## Task 1
Print the part of the October 12, 1921 news roundup starting with "Harding says of" and going on through "year or so.".
## Task 2
Translate this sentence from the October 12, 1921 news roundup into Spanish: "There’s a civil war beginning in China, the NYT reports, in a two-paragraph story on the bottom of page 14."
## Task 3
Extend the October 12, 1921 news roundup with a further passage picking up after its last sentence.

Today -100: October 12, 1921: Of lynchings, milk, unsavory organizations, and people with too many children and too little imagination


A lynch mob in Leesburg, Texas burn 19-year-old Wylie McNeeley, a black man accused of assaulting a presumably white 8-year-old girl, at the stake. Hundreds of people watch.

Harding says of the forthcoming disarmament conference that it’s “hard to imagine justifications” for conflict between peoples on opposite sides of the Pacific (i.e., the US and Japan).

The British-Irish talks begin, with little leaking from them. We do know that the British complained that Sinn Féin courts in Dublin are fining milkmen who sell adulterated milk. One can only imagine Michael Collins across the table from Winston Churchill. I count at least two on the Sinn Féin side who will meet violent deaths within a year or so.

There’s a civil war beginning in China, the NYT reports, in a two-paragraph story on the bottom of page 14.

Nothing interesting in the first day of Congressional hearings into the Ku Klux Klan (except a lovely typo in the NYT Index).



Elsewhere, the New York City Board of Aldermen calls the Klan an “unsavory organization.” And someone tries to shoot Elizabeth Tyler, who evidently survived the old morals charges arrest problem to become head of the Woman’s Department of the KKK.

## Information provided
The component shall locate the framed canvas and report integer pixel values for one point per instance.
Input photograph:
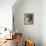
(28, 18)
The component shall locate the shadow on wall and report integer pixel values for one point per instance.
(28, 6)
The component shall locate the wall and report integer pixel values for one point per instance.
(32, 32)
(6, 13)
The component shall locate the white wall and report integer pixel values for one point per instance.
(6, 13)
(43, 22)
(30, 31)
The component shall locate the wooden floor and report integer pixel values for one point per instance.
(9, 43)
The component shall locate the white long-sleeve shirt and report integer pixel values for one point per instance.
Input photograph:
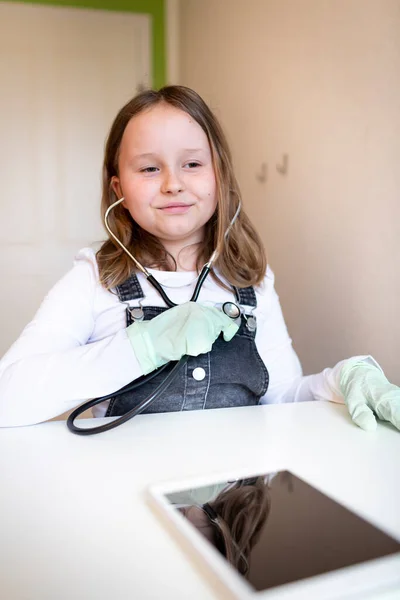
(77, 348)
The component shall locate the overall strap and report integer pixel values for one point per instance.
(130, 289)
(246, 296)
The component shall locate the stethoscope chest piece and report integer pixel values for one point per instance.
(231, 310)
(137, 314)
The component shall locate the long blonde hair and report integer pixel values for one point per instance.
(241, 259)
(242, 512)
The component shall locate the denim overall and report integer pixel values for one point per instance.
(232, 374)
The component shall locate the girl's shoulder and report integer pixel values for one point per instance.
(85, 260)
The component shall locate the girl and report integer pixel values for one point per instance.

## Response 1
Harding says of the forthcoming disarmament conference that it’s “hard to imagine justifications” for conflict between peoples on opposite sides of the Pacific (i.e., the US and Japan).

The British-Irish talks begin, with little leaking from them. We do know that the British complained that Sinn Féin courts in Dublin are fining milkmen who sell adulterated milk. One can only imagine Michael Collins across the table from Winston Churchill. I count at least two on the Sinn Féin side who will meet violent deaths within a year or so.

## Response 2
Está comenzando una guerra civil en China, informa el NYT, en una nota de dos párrafos al pie de la página 14.

## Response 3
The federal prohibition director says the cost of prohibition enforcement in the last fiscal year was $6,250,095.43, but penalties, taxes etc brought in $2,152,000 plus seized property worth nearly $11 million, and of course bribes.

Highland Park, Michigan, which already fired married women municipal employees, bans the hiring of new unmarried women.

A.B. Burgess, a black Georgian, has 32 children by 3 wives, including 7 sets of twins and 2 sets of triplets. After a while, he just ran out of names, having two Sallies and two Willies (stop it!), so he didn’t bother naming the most recent twins, and they picked their own names when they started school (the article does not enlighten us on those names).